§ Your objective:
Does the article below on acorn poisoning in cattle agree with each of these statements? (a) Goats are more susceptible to oak gallotannins than cattle and sheep. (b) Immature green acorns hold the highest levels of toxins. (c) A high-protein diet lets an animal eat more acorns without showing poisoning symptoms.

Passage to read section start

Providing ample nutrition lowers risk of poisoning from toxic oak compounds
By Dr. Jim White, MFA Director of Nutrition.
Acorns drop off oak trees in early fall, and cattle often like to eat them. But acorns, along with oak buds and very young leaves, can be poisonous when eaten in excess. Cattle and sheep are more susceptible than goats, but the toxic compounds in oak, called “gallotannins,” are tough on the kidneys in all ruminants. Immature green acorns are the main culprit as they contain the highest levels of toxins, but cattle could be affected if they eat too many acorns no matter what time of year.
Cattle with acorn poisoning will have lower dry matter intake and may be weak and listless. The oak gallotannins irritate the gastrointestinal tract, so cattle tend to “hunch up” and have off-color or bloody manure. Often there will be sores in their mouths, and they will become dehydrated. If producers don’t catch these signs early on, the cattle may experience rapid weight loss.
The best way to prevent losses from acorn poisoning is to preclude cattle access to them. Move the herd away from dropped acorns or consider fencing off larger areas where oak trees are growing.
Recognizing that this is not possible in many situations, it’s important to provide enough forage and supplements to keep cattle from wanting to eat acorns instead. Most of the time, acorn consumption is tied to a feed availability issue. Problems usually occur in pastures where there is not much grass left or not much hay fed. The amount of acorn toxins tolerated by an animal is influenced by the protein content of its diet. If the protein intake is high, the animal can consume more acorns without having poisoning symptoms. Making sure cattle stay hydrated will also help.

Passage to read section end
Records section start

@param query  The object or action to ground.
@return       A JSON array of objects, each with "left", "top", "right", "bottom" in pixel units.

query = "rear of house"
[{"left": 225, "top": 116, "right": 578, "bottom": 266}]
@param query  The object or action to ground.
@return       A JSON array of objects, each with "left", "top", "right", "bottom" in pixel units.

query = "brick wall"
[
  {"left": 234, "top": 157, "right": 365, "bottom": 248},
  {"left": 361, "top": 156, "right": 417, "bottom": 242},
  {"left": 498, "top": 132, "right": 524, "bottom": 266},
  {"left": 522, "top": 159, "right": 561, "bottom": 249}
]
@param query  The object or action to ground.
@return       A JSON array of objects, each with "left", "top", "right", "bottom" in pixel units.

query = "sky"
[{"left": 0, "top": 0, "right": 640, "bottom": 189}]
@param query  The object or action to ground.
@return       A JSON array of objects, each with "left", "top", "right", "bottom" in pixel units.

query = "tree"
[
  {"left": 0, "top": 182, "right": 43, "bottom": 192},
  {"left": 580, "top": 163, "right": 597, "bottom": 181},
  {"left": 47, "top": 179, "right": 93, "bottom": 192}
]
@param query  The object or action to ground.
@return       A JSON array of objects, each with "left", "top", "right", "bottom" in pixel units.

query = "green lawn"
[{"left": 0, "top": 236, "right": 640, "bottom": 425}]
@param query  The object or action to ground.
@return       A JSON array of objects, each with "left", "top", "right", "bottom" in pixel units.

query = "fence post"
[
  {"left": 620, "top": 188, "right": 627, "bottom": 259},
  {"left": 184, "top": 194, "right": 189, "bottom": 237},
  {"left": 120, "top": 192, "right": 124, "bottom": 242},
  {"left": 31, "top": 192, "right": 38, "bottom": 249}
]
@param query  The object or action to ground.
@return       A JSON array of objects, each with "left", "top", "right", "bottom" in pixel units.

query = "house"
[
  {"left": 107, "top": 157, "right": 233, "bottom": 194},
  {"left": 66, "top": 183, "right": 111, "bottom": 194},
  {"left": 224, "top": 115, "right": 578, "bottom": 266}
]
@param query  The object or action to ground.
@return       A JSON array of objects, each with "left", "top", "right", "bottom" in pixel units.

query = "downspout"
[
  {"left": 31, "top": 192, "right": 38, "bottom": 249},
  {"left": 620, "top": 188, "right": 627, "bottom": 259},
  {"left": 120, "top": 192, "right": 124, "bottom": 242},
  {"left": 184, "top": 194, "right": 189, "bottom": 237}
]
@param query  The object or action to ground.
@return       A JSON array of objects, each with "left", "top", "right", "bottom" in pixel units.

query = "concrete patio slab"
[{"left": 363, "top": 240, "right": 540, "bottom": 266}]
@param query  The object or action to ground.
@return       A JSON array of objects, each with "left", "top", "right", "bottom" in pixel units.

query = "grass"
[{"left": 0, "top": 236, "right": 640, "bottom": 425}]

Records section end

§ Answer to this task:
(a) No: "Cattle and sheep are more susceptible than goats"
(b) Yes: "Immature green acorns are the main culprit as they contain the highest levels of toxins"
(c) Yes: "If the protein intake is high, the animal can consume more acorns without having poisoning symptoms."